* start INFORMATION SHOWN *

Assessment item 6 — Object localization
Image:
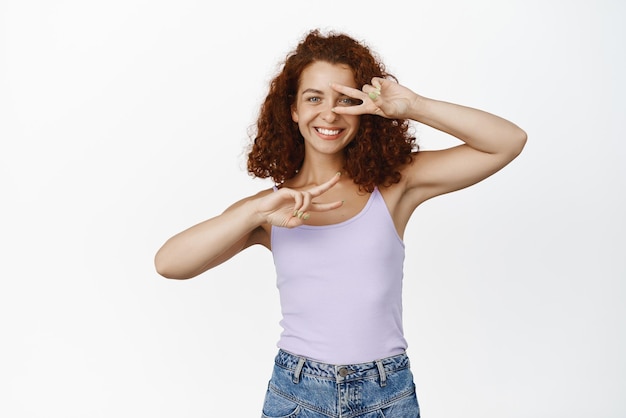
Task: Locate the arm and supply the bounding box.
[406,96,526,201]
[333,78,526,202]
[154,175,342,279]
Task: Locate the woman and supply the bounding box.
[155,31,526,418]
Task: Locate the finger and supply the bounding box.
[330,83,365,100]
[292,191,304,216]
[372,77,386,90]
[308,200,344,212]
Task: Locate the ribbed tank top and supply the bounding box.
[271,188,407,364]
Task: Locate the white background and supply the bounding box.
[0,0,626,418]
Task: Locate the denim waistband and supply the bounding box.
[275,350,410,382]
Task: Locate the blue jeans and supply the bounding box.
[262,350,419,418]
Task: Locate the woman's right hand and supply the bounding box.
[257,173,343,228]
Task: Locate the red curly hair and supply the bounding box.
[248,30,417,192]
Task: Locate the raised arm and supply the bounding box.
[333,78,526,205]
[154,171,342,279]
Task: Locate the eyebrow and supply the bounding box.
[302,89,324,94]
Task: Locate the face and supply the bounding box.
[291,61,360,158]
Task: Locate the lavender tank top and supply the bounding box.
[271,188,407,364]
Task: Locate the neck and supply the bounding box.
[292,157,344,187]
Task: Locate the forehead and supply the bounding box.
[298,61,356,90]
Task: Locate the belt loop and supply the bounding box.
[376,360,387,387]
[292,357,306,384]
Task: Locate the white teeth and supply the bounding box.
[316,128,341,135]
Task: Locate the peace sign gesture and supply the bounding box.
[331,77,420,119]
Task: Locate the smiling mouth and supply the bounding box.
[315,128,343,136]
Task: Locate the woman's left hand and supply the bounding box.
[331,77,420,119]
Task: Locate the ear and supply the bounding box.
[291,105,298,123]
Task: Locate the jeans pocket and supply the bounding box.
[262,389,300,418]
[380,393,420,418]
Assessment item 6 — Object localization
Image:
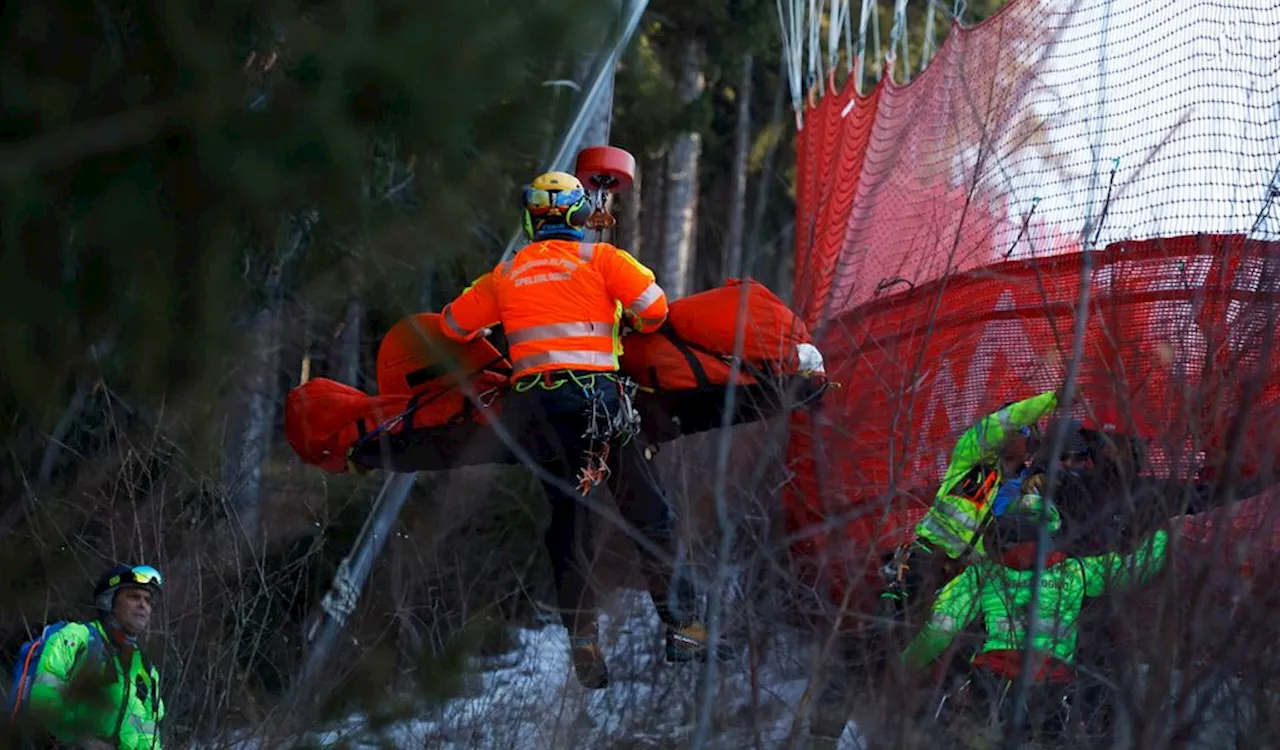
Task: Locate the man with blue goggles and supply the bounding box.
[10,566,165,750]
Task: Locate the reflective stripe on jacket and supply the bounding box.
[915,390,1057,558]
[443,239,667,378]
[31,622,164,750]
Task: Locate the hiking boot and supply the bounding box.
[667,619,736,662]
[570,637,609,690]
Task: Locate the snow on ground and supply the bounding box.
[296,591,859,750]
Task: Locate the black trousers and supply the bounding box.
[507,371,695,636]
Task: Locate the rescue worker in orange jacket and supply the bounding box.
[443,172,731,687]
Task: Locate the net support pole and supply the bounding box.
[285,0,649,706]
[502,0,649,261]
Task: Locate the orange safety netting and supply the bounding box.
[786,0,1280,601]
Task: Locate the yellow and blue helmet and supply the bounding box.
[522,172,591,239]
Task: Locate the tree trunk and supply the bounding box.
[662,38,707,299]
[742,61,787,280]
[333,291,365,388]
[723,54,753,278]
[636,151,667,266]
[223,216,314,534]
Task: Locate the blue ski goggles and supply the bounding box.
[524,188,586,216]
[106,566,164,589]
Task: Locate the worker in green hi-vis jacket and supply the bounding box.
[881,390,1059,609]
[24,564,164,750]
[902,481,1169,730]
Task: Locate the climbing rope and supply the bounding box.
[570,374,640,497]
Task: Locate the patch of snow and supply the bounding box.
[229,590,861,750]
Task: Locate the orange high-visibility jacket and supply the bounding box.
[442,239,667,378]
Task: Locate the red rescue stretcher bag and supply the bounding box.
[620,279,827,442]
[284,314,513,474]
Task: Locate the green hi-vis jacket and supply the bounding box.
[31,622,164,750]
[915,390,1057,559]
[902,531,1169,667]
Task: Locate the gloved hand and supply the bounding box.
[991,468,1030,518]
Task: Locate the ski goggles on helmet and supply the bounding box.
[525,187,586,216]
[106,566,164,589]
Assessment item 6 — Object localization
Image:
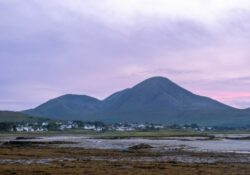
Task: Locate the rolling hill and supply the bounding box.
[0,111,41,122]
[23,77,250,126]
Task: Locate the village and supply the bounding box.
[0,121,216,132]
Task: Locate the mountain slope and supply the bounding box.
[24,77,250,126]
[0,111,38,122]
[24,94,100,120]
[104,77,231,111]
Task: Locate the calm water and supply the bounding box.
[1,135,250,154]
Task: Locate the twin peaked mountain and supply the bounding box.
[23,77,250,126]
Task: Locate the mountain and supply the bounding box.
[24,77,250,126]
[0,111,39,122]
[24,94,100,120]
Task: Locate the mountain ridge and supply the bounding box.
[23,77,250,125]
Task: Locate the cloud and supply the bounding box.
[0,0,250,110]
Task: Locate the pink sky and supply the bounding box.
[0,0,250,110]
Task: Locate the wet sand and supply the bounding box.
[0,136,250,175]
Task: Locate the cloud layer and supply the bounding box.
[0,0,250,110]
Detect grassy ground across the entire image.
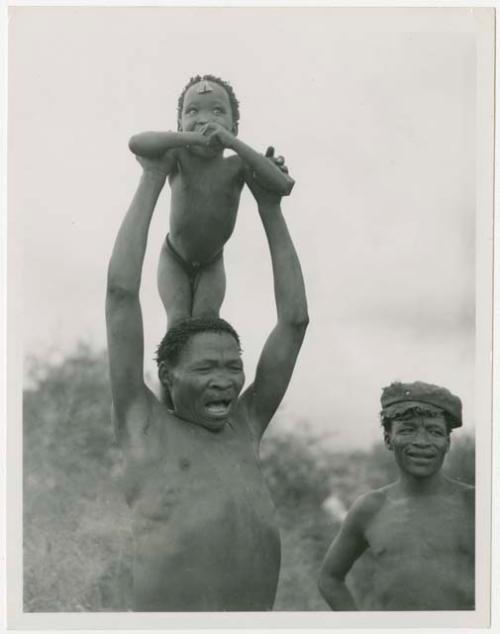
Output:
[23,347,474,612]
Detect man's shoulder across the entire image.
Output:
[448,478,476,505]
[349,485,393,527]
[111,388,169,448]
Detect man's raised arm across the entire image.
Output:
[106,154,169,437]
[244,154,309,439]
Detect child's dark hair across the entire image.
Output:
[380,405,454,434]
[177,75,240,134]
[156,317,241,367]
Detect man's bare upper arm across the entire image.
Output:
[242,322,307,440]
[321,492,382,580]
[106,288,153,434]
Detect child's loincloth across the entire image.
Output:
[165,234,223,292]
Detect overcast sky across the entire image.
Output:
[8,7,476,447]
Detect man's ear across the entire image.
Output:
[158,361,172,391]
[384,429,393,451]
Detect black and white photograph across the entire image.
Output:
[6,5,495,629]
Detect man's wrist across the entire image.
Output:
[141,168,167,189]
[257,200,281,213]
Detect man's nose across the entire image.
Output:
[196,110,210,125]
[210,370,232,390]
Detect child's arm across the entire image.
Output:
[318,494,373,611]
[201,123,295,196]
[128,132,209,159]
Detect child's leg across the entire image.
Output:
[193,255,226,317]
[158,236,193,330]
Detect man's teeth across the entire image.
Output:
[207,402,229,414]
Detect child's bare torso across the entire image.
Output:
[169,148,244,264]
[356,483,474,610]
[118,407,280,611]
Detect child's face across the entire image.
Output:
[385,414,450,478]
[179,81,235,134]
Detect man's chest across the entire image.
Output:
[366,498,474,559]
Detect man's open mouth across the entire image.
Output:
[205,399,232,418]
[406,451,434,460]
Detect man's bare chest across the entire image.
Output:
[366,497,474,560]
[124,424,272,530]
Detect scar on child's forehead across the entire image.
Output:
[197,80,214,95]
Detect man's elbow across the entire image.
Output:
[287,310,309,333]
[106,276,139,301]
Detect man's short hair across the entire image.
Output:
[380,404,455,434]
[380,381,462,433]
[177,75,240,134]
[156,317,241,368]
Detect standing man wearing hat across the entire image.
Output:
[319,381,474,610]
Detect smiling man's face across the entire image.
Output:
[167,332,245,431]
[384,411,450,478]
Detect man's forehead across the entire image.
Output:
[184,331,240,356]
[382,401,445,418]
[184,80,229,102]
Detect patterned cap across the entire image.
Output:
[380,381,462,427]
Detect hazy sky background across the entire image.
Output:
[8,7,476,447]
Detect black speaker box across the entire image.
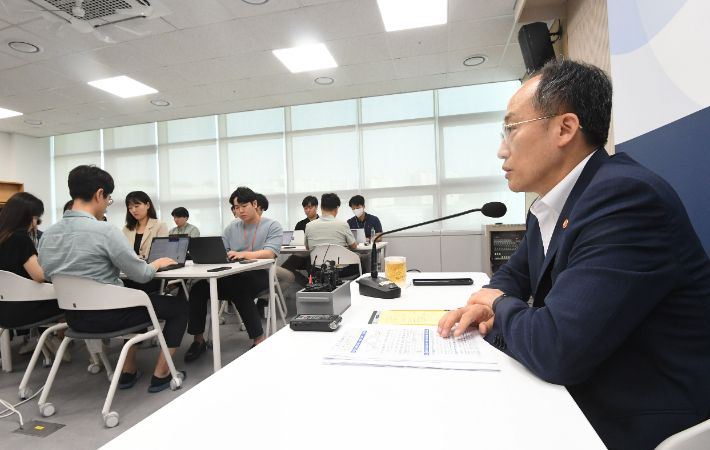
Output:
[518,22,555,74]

* end INFORMATION SHOWN *
* start INFORMATION SHOWN *

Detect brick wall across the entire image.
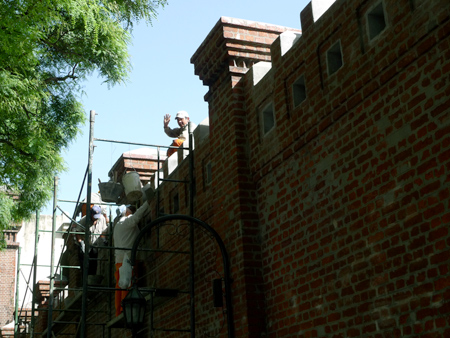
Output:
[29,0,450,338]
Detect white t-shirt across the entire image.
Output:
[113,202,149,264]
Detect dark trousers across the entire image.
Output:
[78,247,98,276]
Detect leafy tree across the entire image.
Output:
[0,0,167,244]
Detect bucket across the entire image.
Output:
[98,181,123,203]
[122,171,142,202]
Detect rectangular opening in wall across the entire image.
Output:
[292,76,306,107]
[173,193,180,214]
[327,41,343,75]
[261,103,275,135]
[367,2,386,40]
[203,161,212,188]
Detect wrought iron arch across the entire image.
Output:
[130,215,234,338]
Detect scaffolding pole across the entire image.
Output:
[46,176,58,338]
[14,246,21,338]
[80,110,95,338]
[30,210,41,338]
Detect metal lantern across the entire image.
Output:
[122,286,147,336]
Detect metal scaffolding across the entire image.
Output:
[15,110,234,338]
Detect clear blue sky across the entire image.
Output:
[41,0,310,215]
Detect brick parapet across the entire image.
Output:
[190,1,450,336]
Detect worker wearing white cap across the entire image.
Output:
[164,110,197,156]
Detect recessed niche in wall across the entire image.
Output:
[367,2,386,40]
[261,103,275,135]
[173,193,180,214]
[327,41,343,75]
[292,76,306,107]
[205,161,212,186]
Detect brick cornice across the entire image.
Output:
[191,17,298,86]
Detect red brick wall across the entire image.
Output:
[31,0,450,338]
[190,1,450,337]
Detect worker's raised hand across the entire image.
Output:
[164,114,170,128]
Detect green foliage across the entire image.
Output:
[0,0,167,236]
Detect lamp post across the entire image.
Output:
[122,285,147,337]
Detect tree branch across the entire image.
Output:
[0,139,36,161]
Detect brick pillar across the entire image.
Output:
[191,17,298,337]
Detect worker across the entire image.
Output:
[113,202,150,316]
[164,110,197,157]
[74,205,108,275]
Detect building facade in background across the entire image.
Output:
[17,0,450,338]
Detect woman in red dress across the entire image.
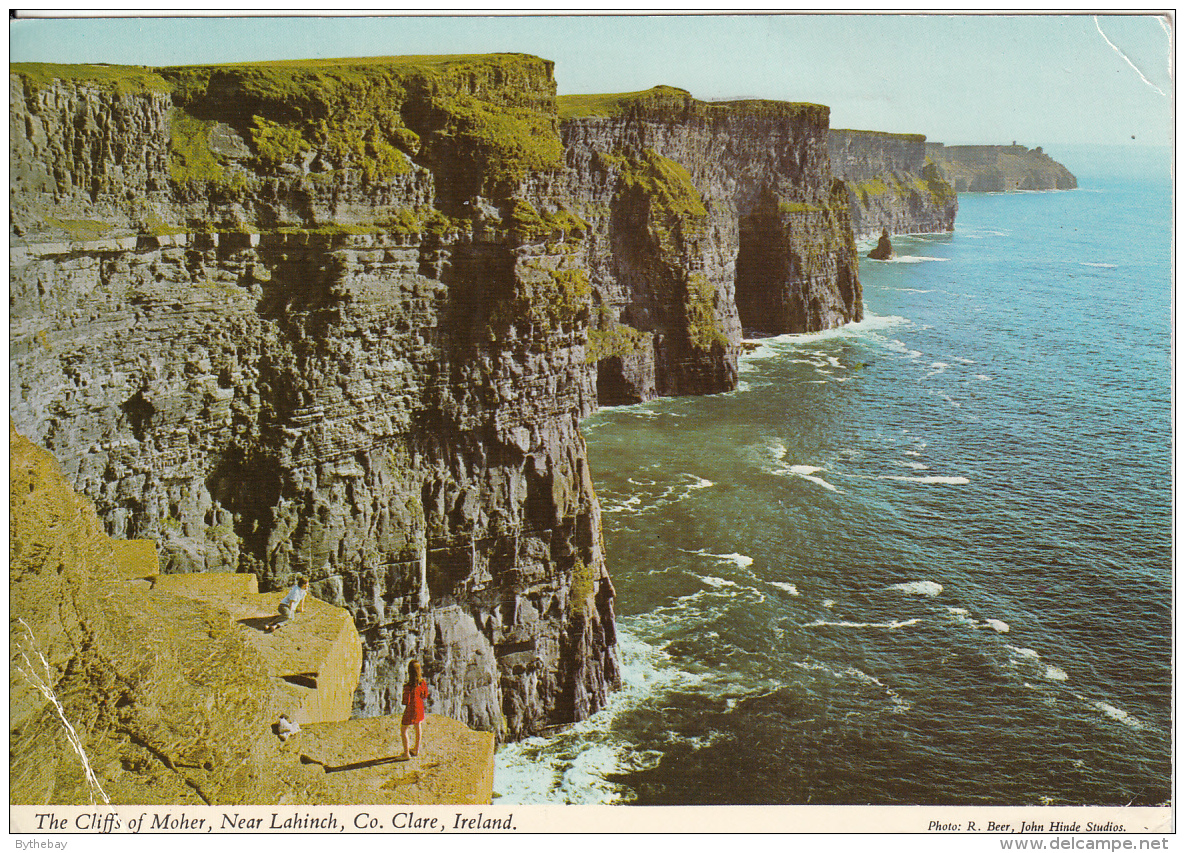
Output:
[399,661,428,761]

* end INFORMATION SHOWN *
* start INFORMATION SHOWN *

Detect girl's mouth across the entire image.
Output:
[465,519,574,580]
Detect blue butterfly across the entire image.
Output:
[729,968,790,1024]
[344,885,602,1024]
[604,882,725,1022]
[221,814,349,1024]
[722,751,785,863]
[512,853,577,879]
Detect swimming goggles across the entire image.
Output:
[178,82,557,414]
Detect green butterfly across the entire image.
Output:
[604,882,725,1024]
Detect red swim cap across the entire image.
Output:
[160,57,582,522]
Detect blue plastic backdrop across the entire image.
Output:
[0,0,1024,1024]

* end INFORMATION SHOWN *

§ PROBLEM DETAILS:
Reproduce verbatim the stretch of entries from the line containing "Detect man's short" through the line containing "[518,22,555,74]", with both of those lines included. Omit the pictures from your reproduction.

§ WRITTEN SOLUTION:
Detect man's short hair across the entire image.
Output:
[380,404,455,434]
[380,381,462,433]
[177,75,240,134]
[156,317,241,368]
Detect standing man wearing hat across the entire image.
Output:
[319,381,474,610]
Detect smiling man's face across the entire image.
Output:
[167,332,245,431]
[384,411,450,478]
Detect man's forehead across the entire image.
Output:
[184,331,240,356]
[382,401,445,418]
[184,80,229,102]
Detect patterned cap across the entire image.
Output:
[380,381,462,427]
Detect hazy sky background across the entire image.
Output:
[8,7,476,447]
Detect black speaker box across the entire image.
Output:
[518,22,555,74]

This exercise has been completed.